Check each line of the entries below for the word "green", then state how many lines have it and nothing more.
═════ MATERIAL FOR THIS TASK ═════
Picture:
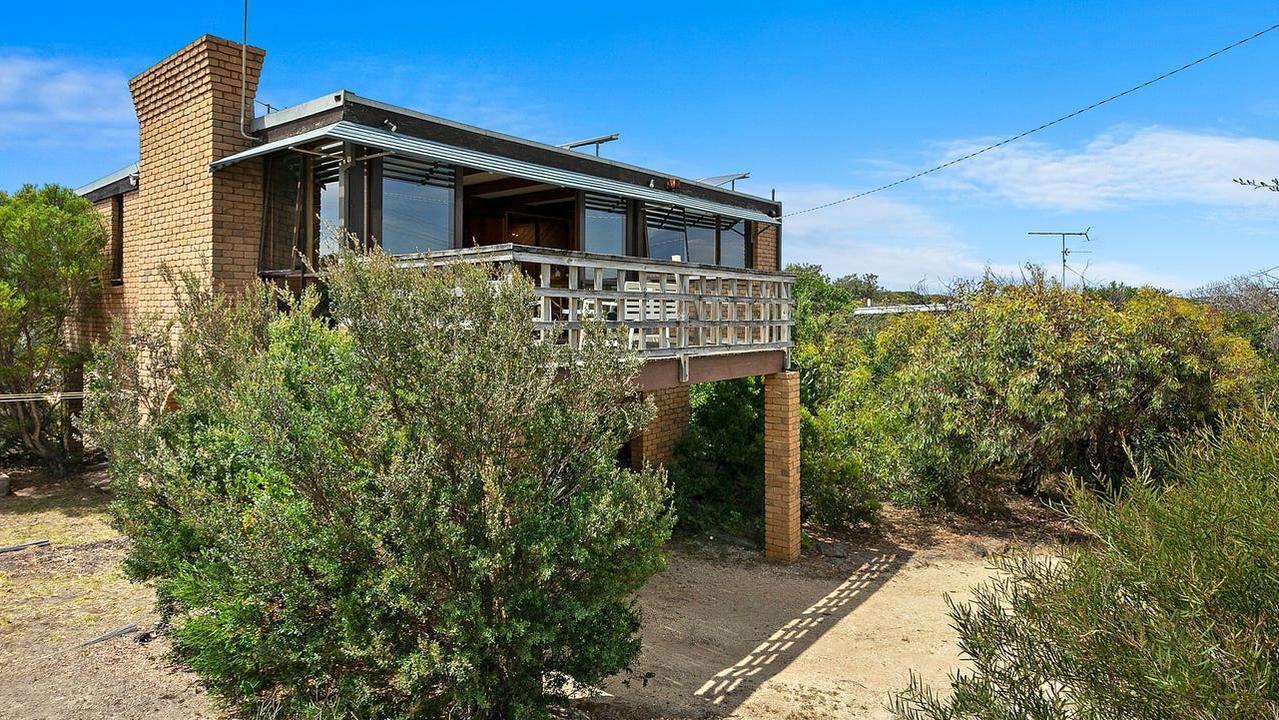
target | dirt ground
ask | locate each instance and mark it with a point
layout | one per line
═════
═════ MATERIAL FOR THIS TASK ═════
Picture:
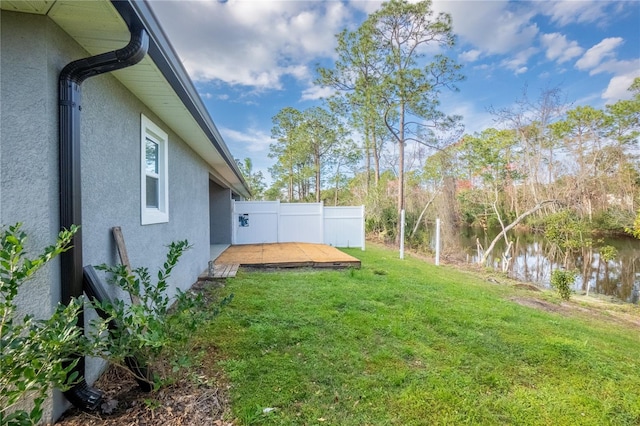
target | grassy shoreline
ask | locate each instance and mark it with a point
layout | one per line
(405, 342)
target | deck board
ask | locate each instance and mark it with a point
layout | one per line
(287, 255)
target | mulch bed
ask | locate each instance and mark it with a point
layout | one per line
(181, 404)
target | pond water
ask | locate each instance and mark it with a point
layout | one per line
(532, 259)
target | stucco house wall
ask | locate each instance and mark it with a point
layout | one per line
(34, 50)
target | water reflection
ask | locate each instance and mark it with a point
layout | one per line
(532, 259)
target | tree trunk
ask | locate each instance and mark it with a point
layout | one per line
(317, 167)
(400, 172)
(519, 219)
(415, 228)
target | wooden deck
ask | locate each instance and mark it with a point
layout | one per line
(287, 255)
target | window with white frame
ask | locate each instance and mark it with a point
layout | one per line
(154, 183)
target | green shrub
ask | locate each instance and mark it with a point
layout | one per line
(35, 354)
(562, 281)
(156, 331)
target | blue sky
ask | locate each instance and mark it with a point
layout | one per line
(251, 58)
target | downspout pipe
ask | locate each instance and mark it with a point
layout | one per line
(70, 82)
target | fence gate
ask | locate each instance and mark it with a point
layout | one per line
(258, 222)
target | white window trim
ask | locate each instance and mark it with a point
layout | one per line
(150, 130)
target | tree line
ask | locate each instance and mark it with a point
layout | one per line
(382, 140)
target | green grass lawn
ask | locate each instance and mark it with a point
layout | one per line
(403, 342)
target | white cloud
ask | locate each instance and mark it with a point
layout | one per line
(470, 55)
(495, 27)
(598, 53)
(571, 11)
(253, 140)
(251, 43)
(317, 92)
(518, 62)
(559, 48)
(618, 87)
═════
═════ MATERIAL FOR THIS TASK ═════
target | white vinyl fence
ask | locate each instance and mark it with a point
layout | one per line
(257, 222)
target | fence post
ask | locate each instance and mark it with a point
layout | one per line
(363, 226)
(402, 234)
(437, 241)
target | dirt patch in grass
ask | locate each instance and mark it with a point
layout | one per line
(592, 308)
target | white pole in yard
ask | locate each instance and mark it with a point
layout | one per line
═════
• ANSWER TO THIS EXERCISE: 2